EXTRACTED ENTRIES START

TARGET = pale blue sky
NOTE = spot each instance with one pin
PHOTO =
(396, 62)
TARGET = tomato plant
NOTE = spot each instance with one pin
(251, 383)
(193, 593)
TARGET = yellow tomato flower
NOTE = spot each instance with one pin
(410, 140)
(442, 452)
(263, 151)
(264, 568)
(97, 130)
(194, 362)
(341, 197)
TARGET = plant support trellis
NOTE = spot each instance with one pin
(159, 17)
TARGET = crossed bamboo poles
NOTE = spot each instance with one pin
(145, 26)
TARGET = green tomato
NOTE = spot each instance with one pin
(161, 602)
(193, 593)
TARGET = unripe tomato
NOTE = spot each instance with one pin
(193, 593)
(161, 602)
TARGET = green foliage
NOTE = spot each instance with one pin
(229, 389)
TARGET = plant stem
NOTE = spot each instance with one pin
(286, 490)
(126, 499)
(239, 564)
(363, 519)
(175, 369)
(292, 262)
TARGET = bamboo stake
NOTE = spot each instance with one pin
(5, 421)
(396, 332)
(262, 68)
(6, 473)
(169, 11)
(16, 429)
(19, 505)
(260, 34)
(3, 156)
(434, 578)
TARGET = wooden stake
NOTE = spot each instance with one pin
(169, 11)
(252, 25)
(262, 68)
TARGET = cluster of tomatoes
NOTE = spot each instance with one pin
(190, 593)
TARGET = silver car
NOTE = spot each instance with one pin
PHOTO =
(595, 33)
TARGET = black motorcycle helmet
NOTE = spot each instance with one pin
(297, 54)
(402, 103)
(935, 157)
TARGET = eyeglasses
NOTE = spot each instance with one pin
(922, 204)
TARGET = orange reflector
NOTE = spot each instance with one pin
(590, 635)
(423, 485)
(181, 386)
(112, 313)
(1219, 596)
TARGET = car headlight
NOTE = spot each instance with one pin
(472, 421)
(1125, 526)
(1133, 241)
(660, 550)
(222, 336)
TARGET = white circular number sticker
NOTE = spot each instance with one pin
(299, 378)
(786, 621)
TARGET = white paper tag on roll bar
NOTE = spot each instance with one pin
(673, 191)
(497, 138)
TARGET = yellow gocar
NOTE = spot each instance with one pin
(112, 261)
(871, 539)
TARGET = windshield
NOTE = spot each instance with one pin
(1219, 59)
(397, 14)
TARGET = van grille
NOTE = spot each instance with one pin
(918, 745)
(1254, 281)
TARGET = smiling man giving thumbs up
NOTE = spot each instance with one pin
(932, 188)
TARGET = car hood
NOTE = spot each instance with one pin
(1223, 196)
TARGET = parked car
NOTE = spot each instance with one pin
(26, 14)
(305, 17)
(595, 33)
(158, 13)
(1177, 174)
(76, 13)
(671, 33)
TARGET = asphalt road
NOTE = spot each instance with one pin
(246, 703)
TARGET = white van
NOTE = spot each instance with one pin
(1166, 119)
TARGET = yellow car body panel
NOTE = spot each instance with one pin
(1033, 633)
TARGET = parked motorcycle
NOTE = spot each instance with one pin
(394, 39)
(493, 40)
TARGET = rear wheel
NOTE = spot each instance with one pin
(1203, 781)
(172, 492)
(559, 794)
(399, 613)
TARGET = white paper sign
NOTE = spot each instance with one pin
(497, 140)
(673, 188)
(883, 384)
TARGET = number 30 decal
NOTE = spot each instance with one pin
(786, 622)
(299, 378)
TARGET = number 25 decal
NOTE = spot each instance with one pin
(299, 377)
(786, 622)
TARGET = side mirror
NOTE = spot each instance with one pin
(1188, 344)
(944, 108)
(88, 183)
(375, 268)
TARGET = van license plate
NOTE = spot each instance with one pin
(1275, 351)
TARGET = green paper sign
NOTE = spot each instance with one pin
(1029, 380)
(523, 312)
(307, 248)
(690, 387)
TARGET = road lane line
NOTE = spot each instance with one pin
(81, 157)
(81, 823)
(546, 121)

EXTRACTED ENTRIES END

__WHAT IS NEEDED__: Check each line above for the word "bamboo" and copy the ones that have it.

__WRITTEN REPLY__:
TARGET = crossed bamboo poles
TARGET = bamboo stake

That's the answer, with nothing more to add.